Under this line are the records; write out word for word the part that begins at the line containing "Do you see the yellow" and ends at the line containing "Do you see the gravel?", and no more.
RECORD EXCERPTS Start Marker
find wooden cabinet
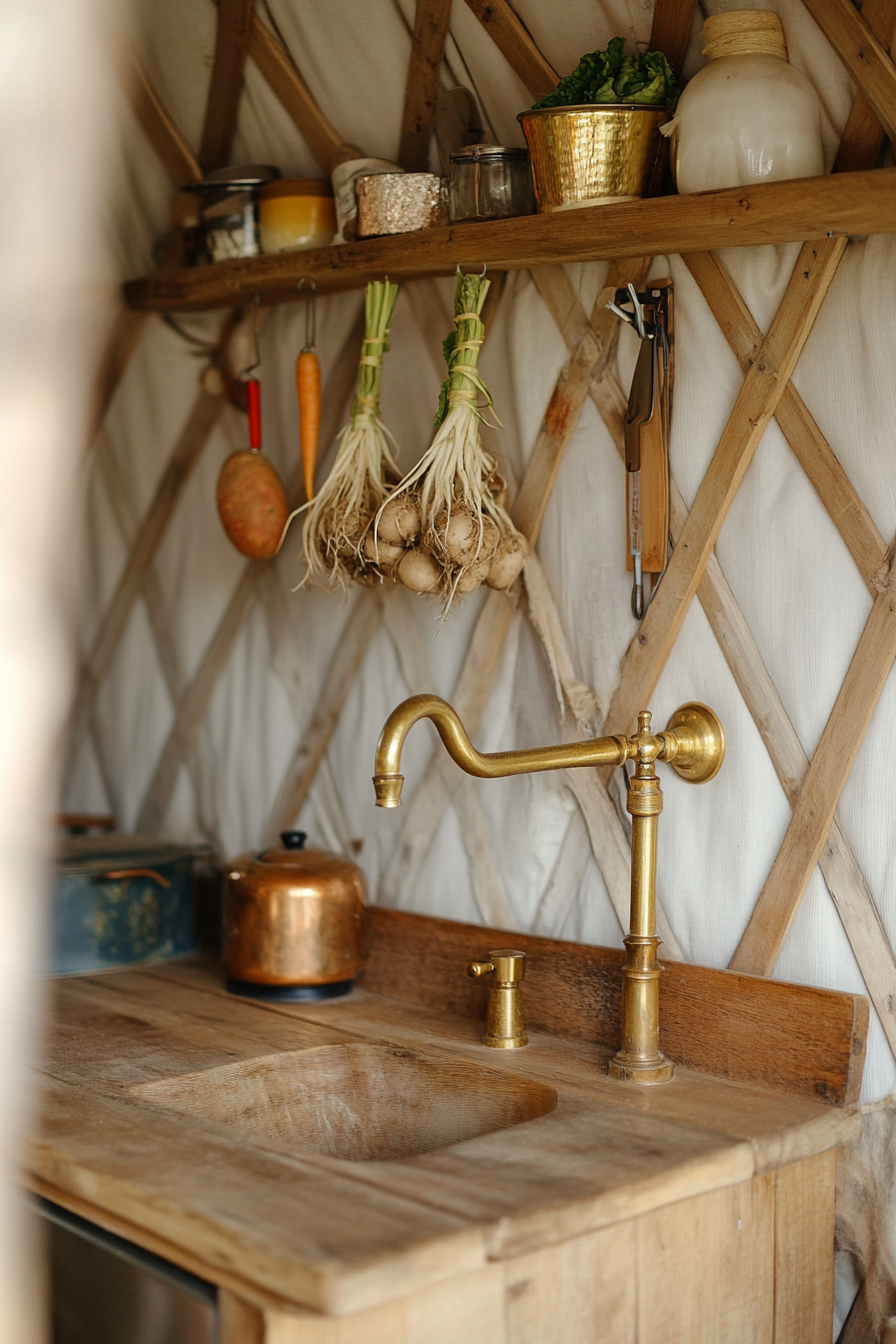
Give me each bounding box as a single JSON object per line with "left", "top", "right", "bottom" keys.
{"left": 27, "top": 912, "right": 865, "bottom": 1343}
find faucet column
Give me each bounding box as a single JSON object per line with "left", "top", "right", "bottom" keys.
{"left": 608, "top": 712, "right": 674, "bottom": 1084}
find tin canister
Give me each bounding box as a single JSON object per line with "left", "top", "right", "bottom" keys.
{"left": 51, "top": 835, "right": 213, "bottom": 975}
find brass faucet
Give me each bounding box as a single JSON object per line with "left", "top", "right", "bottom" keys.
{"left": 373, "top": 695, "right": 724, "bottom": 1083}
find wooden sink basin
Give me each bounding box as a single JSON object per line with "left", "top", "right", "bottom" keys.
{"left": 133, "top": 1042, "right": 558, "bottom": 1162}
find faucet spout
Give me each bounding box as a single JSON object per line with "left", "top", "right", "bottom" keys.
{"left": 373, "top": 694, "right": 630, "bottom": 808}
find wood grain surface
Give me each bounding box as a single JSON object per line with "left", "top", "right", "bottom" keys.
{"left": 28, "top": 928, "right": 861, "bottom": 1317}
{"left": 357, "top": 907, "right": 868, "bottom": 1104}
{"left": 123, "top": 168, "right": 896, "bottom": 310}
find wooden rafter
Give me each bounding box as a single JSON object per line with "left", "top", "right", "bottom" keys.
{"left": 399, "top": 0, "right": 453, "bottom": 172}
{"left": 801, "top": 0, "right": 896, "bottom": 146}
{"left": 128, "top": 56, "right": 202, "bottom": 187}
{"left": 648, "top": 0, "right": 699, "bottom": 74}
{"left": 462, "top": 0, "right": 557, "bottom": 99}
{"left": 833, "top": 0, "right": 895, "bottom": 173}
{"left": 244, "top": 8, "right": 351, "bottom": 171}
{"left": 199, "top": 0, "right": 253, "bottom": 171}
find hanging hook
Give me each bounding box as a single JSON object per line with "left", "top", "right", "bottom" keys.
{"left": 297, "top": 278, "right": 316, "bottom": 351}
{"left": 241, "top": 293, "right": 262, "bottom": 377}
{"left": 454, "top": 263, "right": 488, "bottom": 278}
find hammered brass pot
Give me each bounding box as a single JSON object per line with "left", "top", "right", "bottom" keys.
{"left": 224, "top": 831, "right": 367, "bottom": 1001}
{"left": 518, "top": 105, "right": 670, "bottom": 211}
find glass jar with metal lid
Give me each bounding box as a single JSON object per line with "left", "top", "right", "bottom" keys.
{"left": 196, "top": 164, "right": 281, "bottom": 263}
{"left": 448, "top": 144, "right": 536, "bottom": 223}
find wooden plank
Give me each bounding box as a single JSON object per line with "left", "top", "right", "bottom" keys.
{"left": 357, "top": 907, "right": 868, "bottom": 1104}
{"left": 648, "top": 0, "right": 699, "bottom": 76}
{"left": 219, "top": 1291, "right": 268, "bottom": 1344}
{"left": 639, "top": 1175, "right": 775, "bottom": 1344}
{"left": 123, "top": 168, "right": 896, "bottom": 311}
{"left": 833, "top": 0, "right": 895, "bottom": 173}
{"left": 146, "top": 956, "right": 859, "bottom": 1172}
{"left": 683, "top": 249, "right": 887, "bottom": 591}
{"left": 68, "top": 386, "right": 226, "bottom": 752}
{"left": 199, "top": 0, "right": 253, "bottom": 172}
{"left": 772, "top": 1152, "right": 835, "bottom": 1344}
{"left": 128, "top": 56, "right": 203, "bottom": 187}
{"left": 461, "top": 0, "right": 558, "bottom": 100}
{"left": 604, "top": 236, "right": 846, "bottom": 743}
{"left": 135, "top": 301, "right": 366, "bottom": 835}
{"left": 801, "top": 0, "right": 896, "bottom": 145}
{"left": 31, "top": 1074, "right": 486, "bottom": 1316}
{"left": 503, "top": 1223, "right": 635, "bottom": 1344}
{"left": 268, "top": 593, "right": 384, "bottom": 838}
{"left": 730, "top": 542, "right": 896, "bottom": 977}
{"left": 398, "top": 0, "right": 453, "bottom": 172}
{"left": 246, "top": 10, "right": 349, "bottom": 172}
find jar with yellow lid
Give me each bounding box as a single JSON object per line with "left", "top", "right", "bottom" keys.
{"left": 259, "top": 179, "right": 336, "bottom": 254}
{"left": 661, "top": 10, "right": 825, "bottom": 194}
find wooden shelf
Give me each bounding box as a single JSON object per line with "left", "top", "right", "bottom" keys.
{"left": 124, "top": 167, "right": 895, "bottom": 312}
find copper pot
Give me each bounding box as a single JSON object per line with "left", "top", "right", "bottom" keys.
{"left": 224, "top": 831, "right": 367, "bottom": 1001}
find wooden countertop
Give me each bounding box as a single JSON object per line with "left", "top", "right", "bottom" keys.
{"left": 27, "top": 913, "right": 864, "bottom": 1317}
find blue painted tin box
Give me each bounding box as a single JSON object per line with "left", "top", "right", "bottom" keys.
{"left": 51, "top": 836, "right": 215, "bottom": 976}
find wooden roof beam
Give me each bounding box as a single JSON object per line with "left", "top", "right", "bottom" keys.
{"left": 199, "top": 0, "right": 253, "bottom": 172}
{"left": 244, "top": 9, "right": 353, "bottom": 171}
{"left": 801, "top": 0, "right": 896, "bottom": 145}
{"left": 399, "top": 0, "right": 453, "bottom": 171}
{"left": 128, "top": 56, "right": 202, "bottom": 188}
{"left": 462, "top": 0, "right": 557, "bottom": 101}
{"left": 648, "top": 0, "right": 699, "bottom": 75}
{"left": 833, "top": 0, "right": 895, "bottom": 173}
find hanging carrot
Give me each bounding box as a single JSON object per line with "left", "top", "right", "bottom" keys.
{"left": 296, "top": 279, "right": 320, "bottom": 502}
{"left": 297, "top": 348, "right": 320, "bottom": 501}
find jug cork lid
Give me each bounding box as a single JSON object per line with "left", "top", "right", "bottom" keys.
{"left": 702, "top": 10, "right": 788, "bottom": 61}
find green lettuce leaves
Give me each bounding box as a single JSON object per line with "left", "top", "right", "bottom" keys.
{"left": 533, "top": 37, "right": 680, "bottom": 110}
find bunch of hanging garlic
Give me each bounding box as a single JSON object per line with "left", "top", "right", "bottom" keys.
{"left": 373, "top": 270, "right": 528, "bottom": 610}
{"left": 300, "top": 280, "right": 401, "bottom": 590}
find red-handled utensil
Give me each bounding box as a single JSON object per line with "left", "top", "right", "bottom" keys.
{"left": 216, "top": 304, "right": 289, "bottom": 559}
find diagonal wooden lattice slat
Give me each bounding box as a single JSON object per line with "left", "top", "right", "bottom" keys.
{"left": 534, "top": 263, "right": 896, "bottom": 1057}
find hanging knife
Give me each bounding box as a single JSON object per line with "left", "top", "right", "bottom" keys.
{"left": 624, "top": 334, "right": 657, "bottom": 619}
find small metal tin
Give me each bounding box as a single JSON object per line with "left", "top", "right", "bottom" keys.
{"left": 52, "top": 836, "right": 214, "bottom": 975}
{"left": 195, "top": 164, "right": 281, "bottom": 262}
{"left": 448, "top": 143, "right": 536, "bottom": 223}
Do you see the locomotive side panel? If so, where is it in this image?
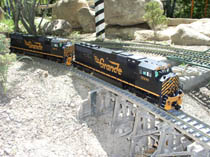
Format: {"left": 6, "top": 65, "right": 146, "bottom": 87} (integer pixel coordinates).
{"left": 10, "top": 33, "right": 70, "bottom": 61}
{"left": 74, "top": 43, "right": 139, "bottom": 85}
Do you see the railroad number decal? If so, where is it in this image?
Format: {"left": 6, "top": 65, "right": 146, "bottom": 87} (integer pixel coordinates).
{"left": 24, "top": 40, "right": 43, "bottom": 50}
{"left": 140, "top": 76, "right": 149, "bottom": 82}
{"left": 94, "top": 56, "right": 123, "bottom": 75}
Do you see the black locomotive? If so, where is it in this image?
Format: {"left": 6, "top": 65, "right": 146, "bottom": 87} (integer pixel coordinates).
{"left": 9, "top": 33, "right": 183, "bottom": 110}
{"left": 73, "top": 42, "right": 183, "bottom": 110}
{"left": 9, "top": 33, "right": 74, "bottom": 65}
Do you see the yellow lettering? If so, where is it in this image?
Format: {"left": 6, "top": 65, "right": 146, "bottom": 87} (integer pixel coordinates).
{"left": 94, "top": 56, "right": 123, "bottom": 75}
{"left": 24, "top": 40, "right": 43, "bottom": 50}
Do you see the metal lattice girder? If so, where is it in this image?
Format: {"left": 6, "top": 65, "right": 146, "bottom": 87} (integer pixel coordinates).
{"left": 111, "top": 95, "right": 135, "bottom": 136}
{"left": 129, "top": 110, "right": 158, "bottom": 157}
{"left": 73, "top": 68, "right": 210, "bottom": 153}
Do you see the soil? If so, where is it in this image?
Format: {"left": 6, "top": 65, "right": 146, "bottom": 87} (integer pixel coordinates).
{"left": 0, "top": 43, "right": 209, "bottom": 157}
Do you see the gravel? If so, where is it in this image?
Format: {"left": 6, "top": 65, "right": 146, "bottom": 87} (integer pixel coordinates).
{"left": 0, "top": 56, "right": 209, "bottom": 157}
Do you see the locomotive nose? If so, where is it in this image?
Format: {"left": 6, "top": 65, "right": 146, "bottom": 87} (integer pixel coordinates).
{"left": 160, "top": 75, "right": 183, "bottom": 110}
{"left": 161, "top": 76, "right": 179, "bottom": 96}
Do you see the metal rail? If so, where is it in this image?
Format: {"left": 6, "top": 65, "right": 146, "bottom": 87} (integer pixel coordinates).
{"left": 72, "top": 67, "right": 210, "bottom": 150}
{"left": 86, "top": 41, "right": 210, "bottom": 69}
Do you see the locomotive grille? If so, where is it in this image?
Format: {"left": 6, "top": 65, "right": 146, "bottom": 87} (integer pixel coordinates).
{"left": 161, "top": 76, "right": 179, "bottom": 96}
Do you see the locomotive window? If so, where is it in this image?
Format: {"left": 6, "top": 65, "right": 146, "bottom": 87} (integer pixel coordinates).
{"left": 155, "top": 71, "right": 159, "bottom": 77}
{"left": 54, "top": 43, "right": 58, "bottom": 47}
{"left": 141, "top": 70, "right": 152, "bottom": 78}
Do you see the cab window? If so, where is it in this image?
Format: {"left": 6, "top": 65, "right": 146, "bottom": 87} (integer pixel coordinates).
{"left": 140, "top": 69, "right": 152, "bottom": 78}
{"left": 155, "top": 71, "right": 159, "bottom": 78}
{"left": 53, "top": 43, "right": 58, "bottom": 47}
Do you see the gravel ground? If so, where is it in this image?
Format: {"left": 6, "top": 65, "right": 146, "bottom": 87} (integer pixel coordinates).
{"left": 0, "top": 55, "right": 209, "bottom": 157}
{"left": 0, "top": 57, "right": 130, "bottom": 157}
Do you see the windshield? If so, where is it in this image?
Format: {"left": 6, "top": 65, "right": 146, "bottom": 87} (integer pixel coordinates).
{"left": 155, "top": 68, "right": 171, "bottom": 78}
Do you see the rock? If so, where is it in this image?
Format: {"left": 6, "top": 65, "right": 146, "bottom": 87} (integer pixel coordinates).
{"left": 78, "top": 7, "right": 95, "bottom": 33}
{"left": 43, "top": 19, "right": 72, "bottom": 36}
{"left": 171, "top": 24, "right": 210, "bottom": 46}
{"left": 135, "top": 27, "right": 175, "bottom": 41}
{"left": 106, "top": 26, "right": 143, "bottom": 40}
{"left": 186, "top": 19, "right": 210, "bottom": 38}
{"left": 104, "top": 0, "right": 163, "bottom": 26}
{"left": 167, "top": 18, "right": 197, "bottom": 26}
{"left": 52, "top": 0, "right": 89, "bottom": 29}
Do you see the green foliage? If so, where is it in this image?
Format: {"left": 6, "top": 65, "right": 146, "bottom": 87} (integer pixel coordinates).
RECORD EXCERPTS End Marker
**TASK OUTPUT**
Do you see the yellow lettering? If so, where is it in this image?
Format: {"left": 6, "top": 65, "right": 146, "bottom": 87} (integer pixel coordinates).
{"left": 94, "top": 56, "right": 123, "bottom": 75}
{"left": 24, "top": 40, "right": 43, "bottom": 50}
Do you see the metal lattice girder? If so, where is it in this image?
Format: {"left": 6, "top": 65, "right": 146, "bottom": 87} (integer pixel coordinates).
{"left": 111, "top": 95, "right": 135, "bottom": 136}
{"left": 129, "top": 110, "right": 158, "bottom": 157}
{"left": 73, "top": 68, "right": 210, "bottom": 153}
Do you see the soil? If so, where is it in this image?
Format: {"left": 6, "top": 65, "right": 146, "bottom": 87} (integer pixel coordinates).
{"left": 0, "top": 43, "right": 209, "bottom": 157}
Do you see the gravel? If so, where is it in this image?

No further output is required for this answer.